═══ ENTRIES SUPPLIED ═══

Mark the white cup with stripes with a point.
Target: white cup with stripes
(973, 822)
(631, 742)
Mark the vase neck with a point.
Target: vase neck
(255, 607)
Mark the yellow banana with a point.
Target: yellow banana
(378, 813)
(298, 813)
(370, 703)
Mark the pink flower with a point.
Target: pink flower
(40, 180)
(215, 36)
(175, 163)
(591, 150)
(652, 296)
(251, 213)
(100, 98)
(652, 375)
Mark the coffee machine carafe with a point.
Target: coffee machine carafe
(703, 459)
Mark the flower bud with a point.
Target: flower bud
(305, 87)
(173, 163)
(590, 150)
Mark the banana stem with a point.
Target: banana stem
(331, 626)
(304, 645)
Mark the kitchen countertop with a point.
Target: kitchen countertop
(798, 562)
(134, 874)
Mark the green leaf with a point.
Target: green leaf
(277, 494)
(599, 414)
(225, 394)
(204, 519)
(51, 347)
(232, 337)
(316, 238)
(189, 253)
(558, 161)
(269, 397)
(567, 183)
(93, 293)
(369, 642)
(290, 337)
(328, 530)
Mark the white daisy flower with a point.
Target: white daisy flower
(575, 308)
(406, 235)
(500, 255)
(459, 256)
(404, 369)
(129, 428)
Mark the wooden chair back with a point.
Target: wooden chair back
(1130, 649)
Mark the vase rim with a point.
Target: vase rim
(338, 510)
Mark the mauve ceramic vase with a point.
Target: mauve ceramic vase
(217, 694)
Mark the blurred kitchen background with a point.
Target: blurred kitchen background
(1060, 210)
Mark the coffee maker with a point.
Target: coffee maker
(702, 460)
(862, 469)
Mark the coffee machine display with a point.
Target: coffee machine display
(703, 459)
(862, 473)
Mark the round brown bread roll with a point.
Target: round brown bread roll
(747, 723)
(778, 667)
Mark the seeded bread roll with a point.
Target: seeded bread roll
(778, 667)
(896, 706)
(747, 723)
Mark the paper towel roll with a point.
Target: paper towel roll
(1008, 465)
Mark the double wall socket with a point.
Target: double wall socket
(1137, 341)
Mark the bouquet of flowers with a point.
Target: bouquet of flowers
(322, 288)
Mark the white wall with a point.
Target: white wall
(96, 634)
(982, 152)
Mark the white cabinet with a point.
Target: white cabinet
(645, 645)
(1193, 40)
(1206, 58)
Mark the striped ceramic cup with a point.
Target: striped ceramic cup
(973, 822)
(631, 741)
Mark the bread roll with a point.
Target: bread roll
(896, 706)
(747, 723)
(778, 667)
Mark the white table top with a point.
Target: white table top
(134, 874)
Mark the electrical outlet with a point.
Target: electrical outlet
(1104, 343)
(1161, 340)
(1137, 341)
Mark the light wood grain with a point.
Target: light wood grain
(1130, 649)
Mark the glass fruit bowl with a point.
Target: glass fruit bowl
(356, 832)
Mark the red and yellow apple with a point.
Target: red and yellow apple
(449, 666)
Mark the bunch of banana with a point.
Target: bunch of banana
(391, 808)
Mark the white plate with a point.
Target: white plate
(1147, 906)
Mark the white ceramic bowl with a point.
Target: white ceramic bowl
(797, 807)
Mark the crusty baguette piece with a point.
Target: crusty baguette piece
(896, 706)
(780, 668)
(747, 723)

═══

DESCRIPTION OF THE TASK: The answer should be an exact copy of the lines from the first line of the data through the line with "Mark the white wall with a point." and should contain nothing else.

EXERCISE SOLUTION:
Mark the white cup with stripes with a point.
Target: white cup with stripes
(973, 822)
(631, 742)
Mark the vase neck with a point.
Target: vase neck
(255, 607)
Mark the yellow banana with a point.
Target: yellow banana
(378, 813)
(298, 813)
(370, 703)
Mark the pink flower with a point.
Target: pink flower
(40, 180)
(215, 36)
(175, 163)
(591, 150)
(652, 296)
(251, 213)
(100, 98)
(652, 375)
Mark the coffee machine carafe with a point.
Target: coffee machine carafe
(703, 459)
Mark the flower bud with a point.
Target: flower bud
(305, 87)
(173, 163)
(590, 150)
Mark the banana stem with a point.
Target: banana stem
(331, 626)
(304, 645)
Mark the kitchen countertop with a point.
Target: kitchen countertop
(798, 562)
(134, 874)
Mark the green leaf with a point.
Target: green leaf
(277, 494)
(599, 414)
(225, 394)
(204, 519)
(51, 347)
(232, 337)
(316, 238)
(189, 253)
(558, 161)
(269, 397)
(567, 183)
(93, 293)
(369, 642)
(290, 337)
(328, 530)
Mark the white daisy flower with a point.
Target: white daisy flower
(575, 308)
(406, 235)
(500, 255)
(459, 256)
(404, 369)
(129, 428)
Mark the wooden chair back with a point.
Target: wooden chair back
(1130, 649)
Mark the vase rim with a point.
Target: vase rim
(338, 510)
Mark the mauve ceramic vase with a point.
Target: mauve ceramic vase
(217, 694)
Mark the blurred kitchen background with a point.
Target: blurred kitchen background
(1060, 210)
Mark the coffee maker with a point.
Target: coffee maker
(702, 460)
(862, 469)
Mark the coffee machine display with a point.
Target: coffee machine display
(703, 459)
(862, 473)
Mark the round brown bread roll with a point.
Target: round brown bread roll
(747, 723)
(778, 667)
Mark the seeded bread roll with a point.
Target: seeded bread roll
(778, 667)
(896, 706)
(747, 723)
Mark the paper towel roll with a point.
Target: paper towel roll
(1008, 465)
Mark the double wall socket with a point.
Target: double wall socket
(1137, 341)
Mark the bouquet of flowers with a point.
Target: bouquet of flowers
(322, 288)
Mark the white wall with a point.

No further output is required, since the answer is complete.